■ Required action:
Give the listing again, word for word, and let no picture into it.

■ Entries shown:

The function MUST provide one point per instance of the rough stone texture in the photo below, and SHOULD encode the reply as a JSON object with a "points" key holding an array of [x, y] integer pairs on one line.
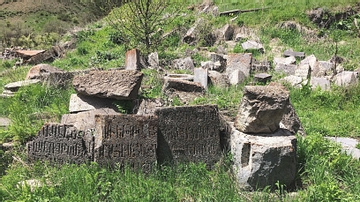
{"points": [[287, 69], [323, 83], [79, 103], [189, 134], [262, 108], [85, 121], [116, 84], [218, 79], [60, 144], [132, 60], [346, 78], [261, 161], [251, 45], [201, 76], [239, 61], [16, 85], [37, 71], [126, 140]]}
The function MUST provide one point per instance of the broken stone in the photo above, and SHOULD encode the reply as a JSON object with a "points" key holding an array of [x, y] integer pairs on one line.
{"points": [[116, 84], [261, 161], [262, 108], [122, 140], [189, 134]]}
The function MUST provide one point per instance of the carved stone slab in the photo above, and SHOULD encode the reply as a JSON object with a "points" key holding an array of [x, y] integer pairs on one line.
{"points": [[61, 143], [126, 140], [189, 134]]}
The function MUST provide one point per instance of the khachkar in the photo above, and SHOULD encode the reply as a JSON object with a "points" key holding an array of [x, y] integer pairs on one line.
{"points": [[61, 144], [189, 134], [126, 140]]}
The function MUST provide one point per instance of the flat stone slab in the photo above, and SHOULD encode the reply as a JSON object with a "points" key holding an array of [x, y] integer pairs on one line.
{"points": [[116, 84], [189, 134], [348, 145]]}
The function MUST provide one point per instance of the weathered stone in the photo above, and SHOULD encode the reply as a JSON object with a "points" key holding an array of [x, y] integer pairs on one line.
{"points": [[201, 76], [16, 85], [37, 71], [253, 45], [286, 69], [189, 134], [261, 161], [126, 140], [218, 79], [80, 103], [60, 144], [85, 121], [262, 77], [184, 64], [262, 108], [346, 78], [132, 60], [116, 84]]}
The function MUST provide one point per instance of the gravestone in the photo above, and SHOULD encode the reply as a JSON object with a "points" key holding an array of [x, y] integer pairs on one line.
{"points": [[61, 144], [126, 140], [189, 134]]}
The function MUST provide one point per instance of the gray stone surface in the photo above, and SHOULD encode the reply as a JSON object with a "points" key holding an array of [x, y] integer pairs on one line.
{"points": [[348, 145], [261, 161], [116, 84], [262, 108], [189, 134], [79, 103], [61, 144], [126, 140], [201, 76]]}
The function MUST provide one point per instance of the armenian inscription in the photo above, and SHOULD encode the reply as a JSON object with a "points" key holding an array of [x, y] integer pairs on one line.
{"points": [[61, 143], [126, 140], [189, 134]]}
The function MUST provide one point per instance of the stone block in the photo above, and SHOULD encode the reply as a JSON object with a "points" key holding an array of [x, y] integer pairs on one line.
{"points": [[262, 108], [189, 134], [126, 140], [61, 144], [261, 161], [115, 84], [201, 76]]}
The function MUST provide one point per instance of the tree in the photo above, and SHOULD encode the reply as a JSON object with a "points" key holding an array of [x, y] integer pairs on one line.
{"points": [[140, 23]]}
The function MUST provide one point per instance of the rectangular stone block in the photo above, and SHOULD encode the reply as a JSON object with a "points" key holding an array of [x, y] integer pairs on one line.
{"points": [[189, 134], [61, 144], [126, 140]]}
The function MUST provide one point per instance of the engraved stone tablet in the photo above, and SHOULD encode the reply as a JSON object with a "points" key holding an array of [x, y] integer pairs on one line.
{"points": [[126, 140], [61, 143], [189, 134]]}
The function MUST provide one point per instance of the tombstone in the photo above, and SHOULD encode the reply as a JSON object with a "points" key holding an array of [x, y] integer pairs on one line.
{"points": [[61, 144], [201, 76], [132, 60], [189, 134], [126, 140]]}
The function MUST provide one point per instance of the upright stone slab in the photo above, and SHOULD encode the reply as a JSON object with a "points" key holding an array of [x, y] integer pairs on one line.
{"points": [[189, 134], [132, 60], [126, 140], [61, 144]]}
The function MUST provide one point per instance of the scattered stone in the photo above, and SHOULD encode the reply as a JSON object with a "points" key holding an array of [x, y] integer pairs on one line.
{"points": [[253, 45], [122, 140], [262, 108], [189, 134], [132, 60], [261, 161], [346, 78], [201, 76], [262, 78], [85, 121], [61, 144], [116, 84]]}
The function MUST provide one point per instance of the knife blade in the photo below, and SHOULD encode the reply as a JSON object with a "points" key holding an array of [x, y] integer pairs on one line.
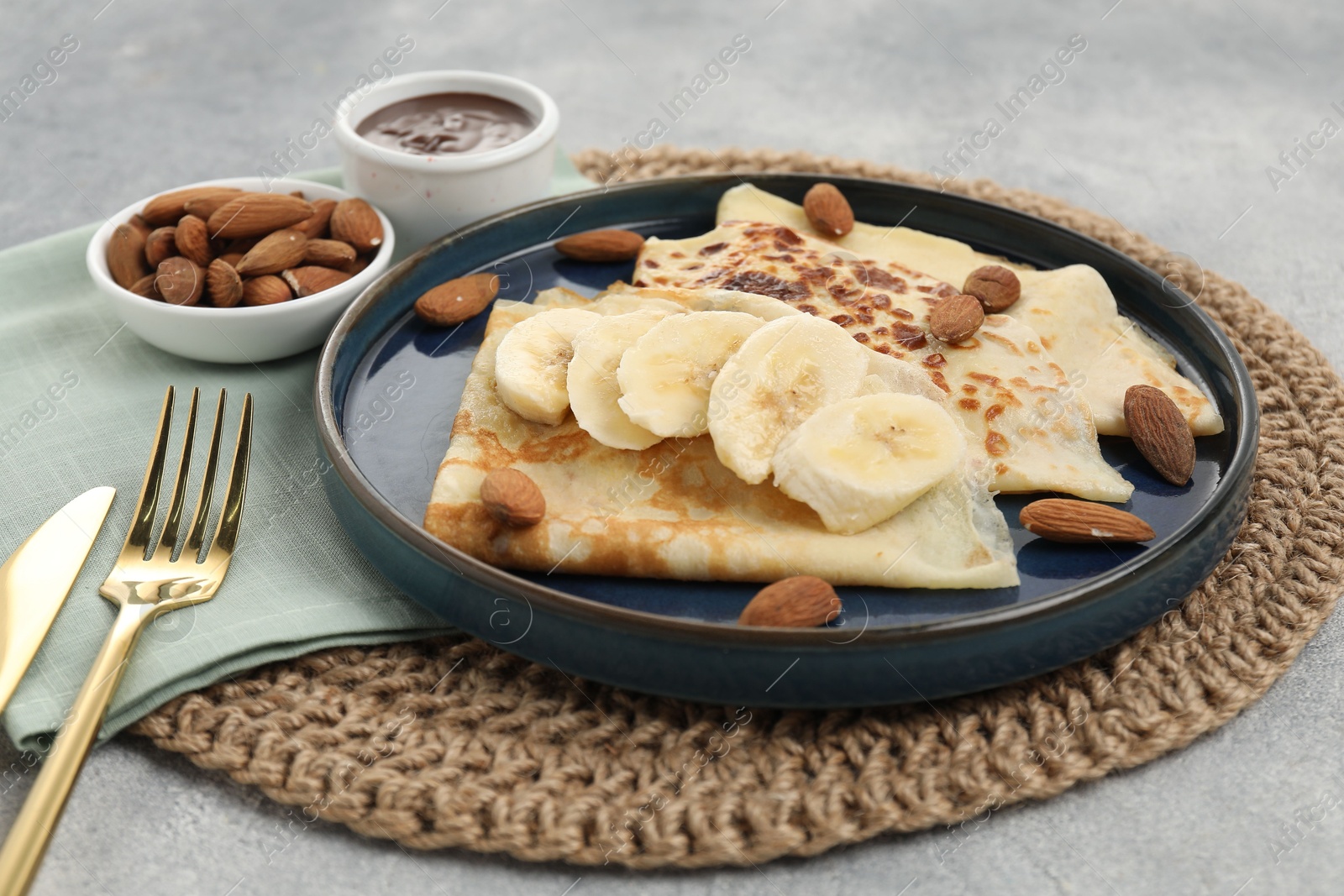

■ Result:
The function MUST provide one point per instance of the rough stone texture in the photo below, and SHOULD encode the reply as a JSON object with a "points" key holding an array of [x, y] integer pairs on one line.
{"points": [[287, 69], [323, 83], [79, 103], [189, 134], [262, 108], [85, 121], [116, 84], [218, 79], [60, 144], [132, 60], [346, 78], [261, 161], [251, 45], [201, 76], [239, 61], [16, 85], [37, 71], [126, 140]]}
The function MUST provide one point per instance of the broken stone in the photo above, and SHOULD encode the reply as a JSON object with a "points" key holding an array of [x, y] integer pairs on one line.
{"points": [[116, 84], [261, 161], [262, 108], [122, 140], [189, 134]]}
The function MUST provide one point per instance of the carved stone slab in the photo above, and SHOULD encode the reply as a JSON object with a "points" key holding an array of [x, y] integer pairs on one line.
{"points": [[61, 143], [126, 140], [189, 134]]}
The function MUST provide one point per instance of the khachkar in the photo above, and SHOULD encode the reply as a JSON object with a "points" key holding an array of [x, y] integer pairs on one line.
{"points": [[61, 144], [189, 134], [126, 140]]}
The function MUST provide one point per instance of the flat stone slab in the photo above, and SHOULD encode the reply as a JSON object with a "points" key holding an array of [x, y] integer pairs on one line.
{"points": [[116, 84], [189, 134], [348, 145]]}
The function MUST provide one point per instance of the weathered stone in the photo above, and SHOULD encode the reply as a JSON object with a "points" key holding an array of [x, y] integer pairs on one line.
{"points": [[201, 76], [16, 85], [37, 71], [253, 45], [286, 69], [189, 134], [261, 161], [126, 140], [218, 79], [80, 103], [60, 144], [85, 121], [262, 77], [184, 64], [262, 108], [346, 78], [132, 60], [116, 84]]}
The function MUST provide one point per instance of the gravestone in the photo above, and SHOULD encode the reply as a JSON object with a "points" key holding an array of [x, y] integer pairs on one line.
{"points": [[61, 144], [126, 140], [189, 134]]}
The function MUST provide one point per instance of the gray stone surface in the photo above, and SHOULD encode the reply as a JSON object with a "points" key holding an array of [x, y] integer pairs on one line.
{"points": [[348, 145], [261, 161], [116, 84], [262, 108], [189, 134], [79, 103], [61, 144], [126, 140], [201, 76]]}
The function MUST provide one point per instance of the armenian inscription in the photo above, and SHOULD encode the reply as a JSON object with a "points" key holding an array of [x, y] integer pairs on one line.
{"points": [[61, 143], [126, 140], [189, 134]]}
The function MUST provide one point per instance of the stone block in the photo above, and SHOULD encode the reply as a JSON object with a "points" key holding an array of [x, y] integer pairs on one line.
{"points": [[262, 108], [189, 134], [126, 140], [61, 144], [261, 161], [115, 84], [201, 76]]}
The function MUST provide one point per instance of the tree in the photo above, and SHOULD encode the reply as a JSON object with a "points" key holding an array of [x, y] integer pairs on one line.
{"points": [[140, 23]]}
The function MUST provide one point per instance of the rectangular stone block in the photo above, and SHOULD encode the reply as a JSON object with a "points" key holding an array of [x, y] integer pairs on one line.
{"points": [[189, 134], [61, 144], [126, 140]]}
The function MUST provide one point per instance of the engraved stone tablet in the photo above, and SHOULD encode the reply as a JSON object with a "points" key holding an array of [x, y] integer pairs on one line.
{"points": [[126, 140], [61, 143], [189, 134]]}
The function MUST provide one point per instance of the tombstone in the photo above, and SHOULD encode the reply as a JSON object with a "points" key holding an array of [x, y] integer pairs on one line.
{"points": [[61, 144], [201, 76], [132, 60], [189, 134], [126, 140]]}
The function MUST provide one point per instance of the upright stone slab in the photo above, and SHOULD encode the reply as a JSON object with a "points" key holding an array of [x, y] integer pairs on one line.
{"points": [[189, 134], [132, 60], [126, 140], [61, 144]]}
The function MUST provide one point per instance of the scattered stone in the photo above, and SHOULD encode the reply as a JSON object with a "points" key holding an array of [x, y] integer pairs on one line.
{"points": [[253, 45], [122, 140], [262, 108], [189, 134], [132, 60], [261, 161], [346, 78], [201, 76], [262, 78], [85, 121], [61, 144], [116, 84]]}
The function MUST provide one point per instance of the knife blade in the photo below, and SHOULD encode the reply as a JSON object with a "points" key holding an array of [x, y] integer pairs on one line.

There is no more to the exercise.